Stated goal
Repeat every entry below word for word, leaving out the pictures.

Entries for pointing and labeling:

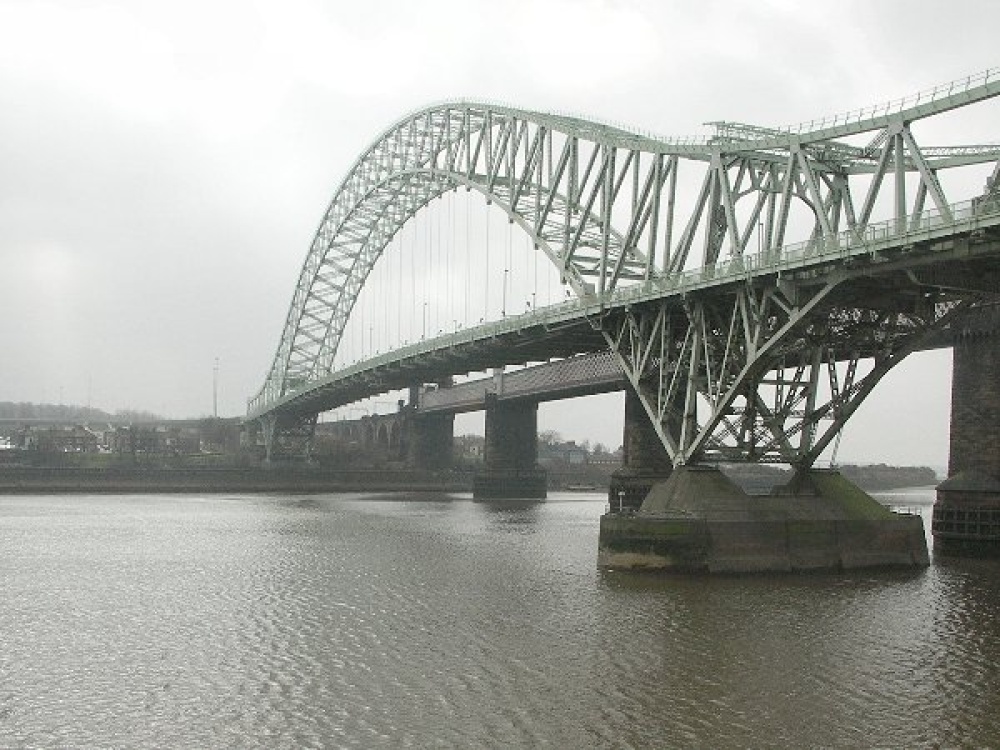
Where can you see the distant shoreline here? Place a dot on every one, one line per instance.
(37, 481)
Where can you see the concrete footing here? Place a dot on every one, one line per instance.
(628, 489)
(699, 520)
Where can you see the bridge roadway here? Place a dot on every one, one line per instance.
(881, 267)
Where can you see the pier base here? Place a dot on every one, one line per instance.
(967, 516)
(699, 520)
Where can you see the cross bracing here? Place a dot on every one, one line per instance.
(607, 208)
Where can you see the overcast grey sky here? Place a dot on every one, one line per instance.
(163, 165)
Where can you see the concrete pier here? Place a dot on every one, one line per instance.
(644, 462)
(967, 512)
(699, 520)
(511, 467)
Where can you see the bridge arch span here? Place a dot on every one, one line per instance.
(697, 302)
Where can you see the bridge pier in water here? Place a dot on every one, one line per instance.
(699, 520)
(645, 461)
(430, 440)
(967, 512)
(511, 452)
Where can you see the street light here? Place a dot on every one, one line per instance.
(503, 305)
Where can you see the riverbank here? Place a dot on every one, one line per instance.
(39, 480)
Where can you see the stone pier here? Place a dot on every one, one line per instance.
(700, 521)
(967, 511)
(644, 462)
(511, 467)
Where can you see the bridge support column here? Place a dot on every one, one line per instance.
(511, 452)
(967, 512)
(430, 439)
(645, 461)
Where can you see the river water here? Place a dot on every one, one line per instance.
(433, 621)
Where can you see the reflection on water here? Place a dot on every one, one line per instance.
(368, 621)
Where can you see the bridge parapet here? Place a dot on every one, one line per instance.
(584, 374)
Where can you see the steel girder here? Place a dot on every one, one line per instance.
(766, 371)
(601, 203)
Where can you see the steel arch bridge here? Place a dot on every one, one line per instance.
(739, 342)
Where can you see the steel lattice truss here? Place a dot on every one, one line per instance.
(601, 203)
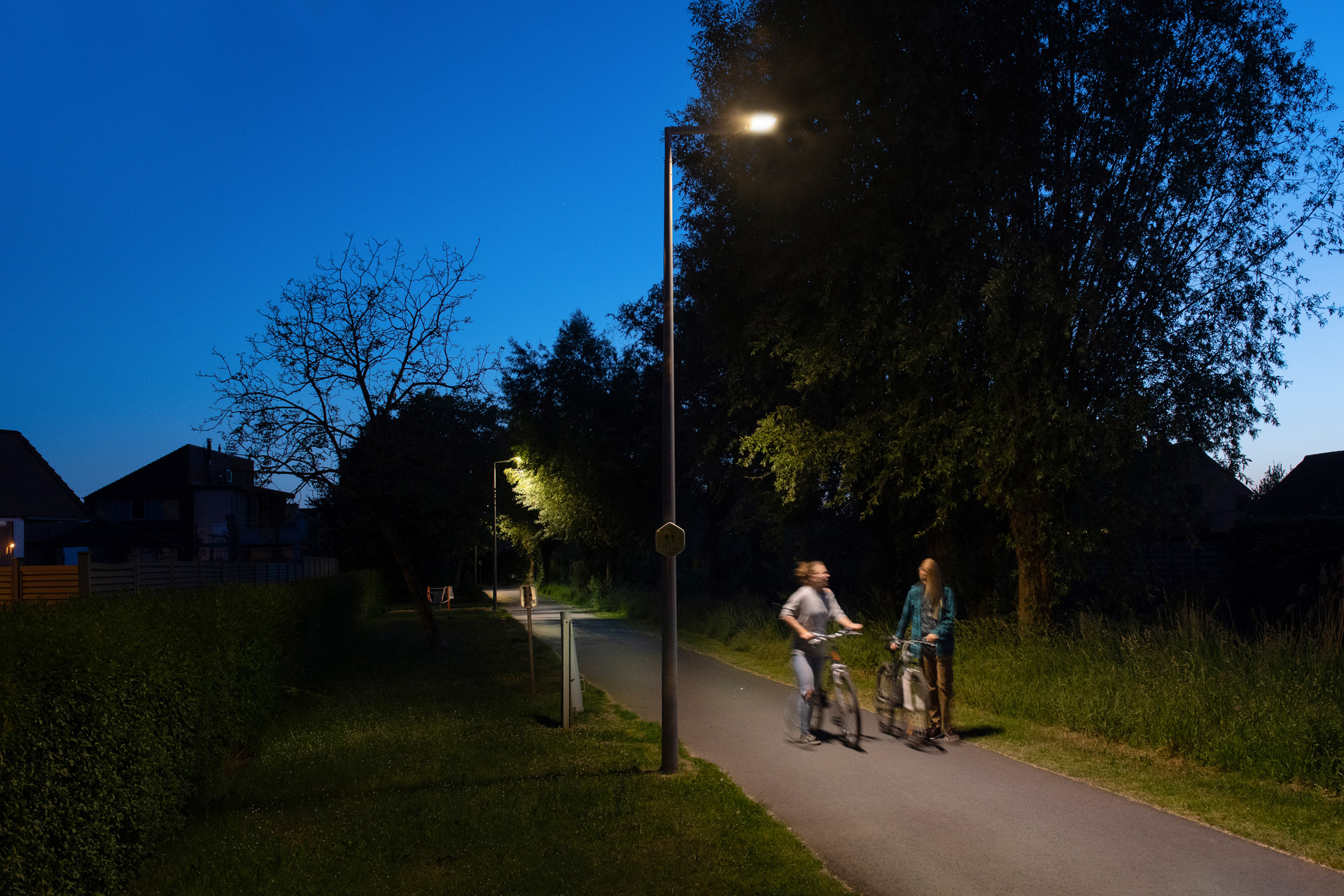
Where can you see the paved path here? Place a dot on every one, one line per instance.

Full response
Where can you see the distant shoreline here? Place a dot on every one, one line per instance.
(37, 481)
Where can you see the concrete footing here? Place a dot on every one, one line per instance.
(628, 489)
(699, 520)
Where can you see the bridge roadway here? Place a dot on every one, one line per instance.
(881, 267)
Where can you see the pier base here? Place a dot on every one, one line per instance.
(967, 516)
(699, 520)
Where can you see the cross bracing here? Place a dot on every one, one line per instance.
(607, 208)
Where can you see the overcast grey sky here? Place a dot on every one, one line per instance.
(163, 165)
Where can you see the concrete pier here? Place a dot on every one, one line per instance.
(644, 462)
(967, 512)
(699, 520)
(511, 467)
Where can you see the bridge arch span here? Place a dot on every one, one line per instance.
(697, 302)
Where can you see the bridge pier in water here? Place a dot on every one, one line per instance.
(699, 520)
(645, 461)
(430, 440)
(967, 512)
(511, 452)
Where can you see the street light here? Place a dot on every one, one line per instance.
(503, 305)
Where can you see the riverbank here? Place a dot on every one, one line per instance.
(39, 480)
Where can you see the stone pier here? Place a dot on every one, one line per instance.
(700, 521)
(967, 511)
(644, 462)
(511, 467)
Where can you see the bridge support column here? Place a dot on every one, one line per instance.
(511, 452)
(967, 512)
(430, 439)
(645, 461)
Where can you see the river water here? Place a dot on every one, one line per instance.
(433, 621)
Where can you see the reflection on water here? Place a dot on every one, one line per instance.
(368, 621)
Where can you see the bridge parapet here? Place a dot on every one, one line per instance.
(584, 374)
Where can you see the steel girder here? Place a dot on every one, one line per instance.
(766, 371)
(601, 203)
Where can you see the steel arch bridge here? Place a dot on every one, one line per instance.
(739, 342)
Where can you see the steel lattice truss here? Place a dot on every one, one line per instance.
(601, 203)
Where can you see the paved path here? Place a dot on every one, one line per instance.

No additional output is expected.